FRESH

Hacker News

Home

Show HN: One Human + One Agent = One Browser From Scratch in 20K LOC

318 points by embedding-shape

by simonw

4 subcomments

This is a notably better demonstration of a coding agent generated browser than Cursor's FastRender - it's a fraction of the size (20,000 lines of Rust compared to ~1.6m), uses way fewer dependencies (just system libraries for rendering images and text) and the code is actually quite readable - here's the flexbox implementation, for example: https://github.com/embedding-shapes/one-agent-one-browser/bl...
Here's my own screenshot of it rendering my blog - https://bsky.app/profile/simonwillison.net/post/3mdg2oo6bms2... - it handles the layout and CSS gradiants really well, renders the SVG feed icon but fails to render a PNG image.
I thought "build a browser that renders HTML+CSS" was the perfect task for demonstrating a massively parallel agent setup because it couldn't be productively achieved in a few thousand lines of code by a single coding agent. Turns out I was wrong!

by embedding-shape

3 subcomments

I set some rules for myself: three days of total time, no 3rd party Rust crates, allowed to use commonly available OS libraries, has to support X11/Windows/macOS and can render some websites.
After three days, I have it working with around 20K LOC, whereas ~14K is the browser engine itself + X11, then 6K is just Windows+macOS support.
Source code + CI built binaries are available here if you wanna try it out: https://github.com/embedding-shapes/one-agent-one-browser

by aix1

1 subcomments

Functionality aside, I'd find it very interesting to see a security audit of a code base like this.
I searched for "security" and "vuln" in both the article and this discussion thread, and found no matches.
I guess the code being in Rust helps, but to what exent can one just rely on guarantees provided by the language?
(I know practically nothing about Rust.)

by QuadmasterXLII

1 subcomments

The rendering is pretty chaotic when I tried it- not that far off from just the text in the html tags, in some size, color, and placement on the screen. This sounds like unfairness, but there is some motte-and-bailey where if you claim to be a browser, I get to evaluate on stuff like links being consistently blue and underlined ( as is, they are sometimes blue and sometimes underlined, without a clear pattern- if they were never formatted differently from standard text, I would just buy this as a feature not implemented yet). It may be that some of the rendering is not supported on windows- the back button certainly isn't. I guess if I want to make my criticism actually legitimate I should make a "one human and no agent browser" post that just regexes out stuff that looks like content and formats it at random. The binary I downloaded definitely overperforms at the hacker news homepage and simonw's blog.

by fabrice_d

1 subcomments

This is a cool project, and to render Simon's blog will likely become the #1 goal of AI produced "web browsers".
But we're very far from a browser here, so that's not that impressive. Writing a basic renderer is really not that hard, and matches the effort and low LoC from that experiment. This is similar to countless graphical toolkits that have been written since the 70s.

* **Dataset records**
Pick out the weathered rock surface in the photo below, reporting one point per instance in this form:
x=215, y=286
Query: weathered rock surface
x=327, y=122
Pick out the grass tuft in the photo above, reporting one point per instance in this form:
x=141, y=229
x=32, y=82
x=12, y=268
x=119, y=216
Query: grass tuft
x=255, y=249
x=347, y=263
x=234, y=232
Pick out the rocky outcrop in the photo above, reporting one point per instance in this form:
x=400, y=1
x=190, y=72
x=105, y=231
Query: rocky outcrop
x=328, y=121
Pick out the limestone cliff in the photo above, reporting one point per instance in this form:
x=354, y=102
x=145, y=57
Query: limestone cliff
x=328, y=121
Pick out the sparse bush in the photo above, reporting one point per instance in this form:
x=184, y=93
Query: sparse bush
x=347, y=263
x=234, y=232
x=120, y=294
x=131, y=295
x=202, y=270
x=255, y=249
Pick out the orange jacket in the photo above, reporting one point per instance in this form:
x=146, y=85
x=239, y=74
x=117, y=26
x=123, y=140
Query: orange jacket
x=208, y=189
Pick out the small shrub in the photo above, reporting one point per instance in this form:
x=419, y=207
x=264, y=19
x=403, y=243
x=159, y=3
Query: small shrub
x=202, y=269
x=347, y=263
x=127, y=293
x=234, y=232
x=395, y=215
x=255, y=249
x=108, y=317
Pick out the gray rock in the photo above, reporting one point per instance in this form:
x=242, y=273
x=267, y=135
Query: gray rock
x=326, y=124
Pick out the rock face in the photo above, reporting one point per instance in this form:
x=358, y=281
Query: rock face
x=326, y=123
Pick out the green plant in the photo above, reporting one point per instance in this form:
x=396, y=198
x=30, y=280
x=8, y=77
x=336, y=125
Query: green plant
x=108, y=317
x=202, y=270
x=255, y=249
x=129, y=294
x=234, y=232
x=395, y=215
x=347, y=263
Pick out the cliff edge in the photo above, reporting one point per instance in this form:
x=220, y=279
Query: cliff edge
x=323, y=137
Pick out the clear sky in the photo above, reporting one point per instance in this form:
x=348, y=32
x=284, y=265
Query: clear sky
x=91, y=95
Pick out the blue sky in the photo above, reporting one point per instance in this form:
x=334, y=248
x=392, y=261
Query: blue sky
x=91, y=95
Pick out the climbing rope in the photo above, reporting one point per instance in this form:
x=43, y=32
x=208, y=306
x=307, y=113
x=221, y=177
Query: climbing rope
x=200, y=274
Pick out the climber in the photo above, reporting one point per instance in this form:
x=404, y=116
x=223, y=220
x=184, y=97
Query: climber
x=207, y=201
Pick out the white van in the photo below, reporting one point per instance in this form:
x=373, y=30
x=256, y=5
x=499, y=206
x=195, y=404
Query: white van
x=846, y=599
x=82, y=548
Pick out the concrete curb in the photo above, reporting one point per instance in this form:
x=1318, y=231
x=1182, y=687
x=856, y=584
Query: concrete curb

* **Work to do**
1. List every rule embedding-shape set for building the browser, as stated in the Hacker News thread.
2. Please continue the Hacker News thread about the agent-built browser from where it stops.
None of the entries are needed here.

* **Written responses**
1.
- Three days of total time
- No 3rd party Rust crates
- Allowed to use commonly available OS libraries
- Has to support X11/Windows/macOS
- Can render some websites

2.
I know Servo has a "no AI contribution" policy, but I still would be more impressed by a Servo fork that gets missing APIs implemented by an AI, with WPT tests passing etc. It's a lot less marketable I guess. Go add something like WebTransport for instance, it's a recent API so the spec should be properly written and there's a good test suite.

by jacquesm

1 subcomments

This post is far more interesting than many others on the same subject, not because of what is built but because of how it it is built. There is a ton of noise on this subject and most of it seems to focus on the thing - or even on the author - rather than on the process, the constraints and the outcome.

by happytoexplain

2 subcomments

What kind of time frame do you ballpark this would have taken you on your own?
I know it's a little apples-and-oranges (you and the agent wouldn't produce the exact same thing), but I'm not asking because I'm interested in the man-hour savings. Rather, I want to get a perspective on what kind of expertise went into the guidance (without having to read all the guidance and be familiar with browser implementation myself). "How long this would have taken the author" seems like one possible proxy for "how much pre-existing experience went into this agent's guidance".

by socalgal2

2 subcomments

I'm having a hard time imagining how 20k lines of code gets a browser with no libraries. Just zlib by itself is 12k lines. freetype is 30k lines, or stb_truetype is 5k lines. Something doesn't seem like it's adding up. Am I missing something? Is this just calling into the OS for rendering?

by mwcampbell

0 subcomment

Impressive work.
I wonder if you've looked into what it would take to implement accessibility while maintaining your no-Rust-dependencies rule. On Windows and macOS, it's straightforward enough to implement UI Automation and the Cocoa NSAccessibility protocols respectively. On Unix/X11, as I see it, your options are:
1. Implement AT-SPI with a new from-scratch D-Bus implementation.
2. Implement AT-SPI with one of the D-Bus C libraries (GLib, libdbus, or sdbus).
3. Use GTK, or maybe Qt.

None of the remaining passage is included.